**Set problem A:**
From the interview transcript, reproduce the passage starting with "GEORGE:  Hey, love" and going on through "few gold things.", word for word.
**Set problem B:**
In the interview transcript, what three areas of life does Michael tell martial arts school owners to look at?
**Set problem C:**
Summarize the interview transcript in two sentences.

**Document text:**

___

And to do a single move, they might be doing 20 different things they're not talking about, but unless you do those 20 different things, you're not going to get their result.

GEORGE:  Unconscious competence. Yeah.

MICHAEL: Yeah, 100%. I'm a visual learner anyway.

GEORGE:  Hey, love it. Michael, it's been great chatting to you. We've gone through a roundabout different aspects and I really wanted to connect with you because I know you've got a million things that you can share and I just wanted to really extract a few gold things. 

But any last words, anything to add before we wrap things up? If you are open to people reaching out to you, you're more than welcome to share details of how, if you prefer not, please don't because people might reach out to you. Any last words?

MICHAEL:  Look, I think for any martial arts school owner, obviously your school is very important. But also look at, I'm a big believer in what I just said. Look at the three areas of your life, where you are currently, where you want to be when you retire, and what you want to leave behind. And I think if you focus on those three areas, everything else will sort of make sense to you.

___

**Data excerpt:**

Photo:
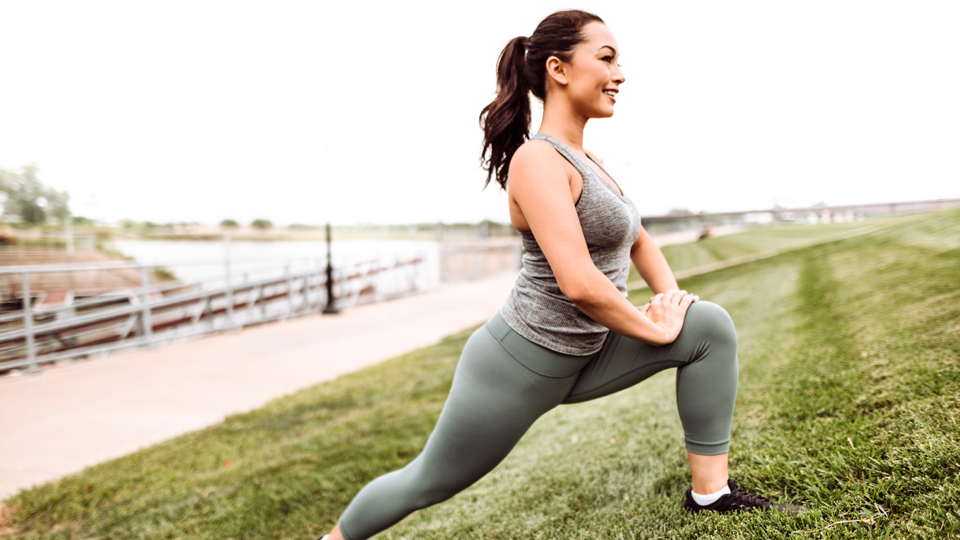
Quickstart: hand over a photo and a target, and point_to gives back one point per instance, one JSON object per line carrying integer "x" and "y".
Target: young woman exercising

___

**Task solution A:**
GEORGE:  Hey, love it. Michael, it's been great chatting to you. We've gone through a roundabout different aspects and I really wanted to connect with you because I know you've got a million things that you can share and I just wanted to really extract a few gold things.

**Task solution B:**
Where they are currently, where they want to be when they retire, and what they want to leave behind.

**Task solution C:**
As the conversation wraps up, George tells Michael it has been great chatting and asks for any last words. Michael advises martial arts school owners to look at three areas of their lives: where they are now, where they want to be when they retire, and what they want to leave behind, and he says that focusing on these will make everything else make sense.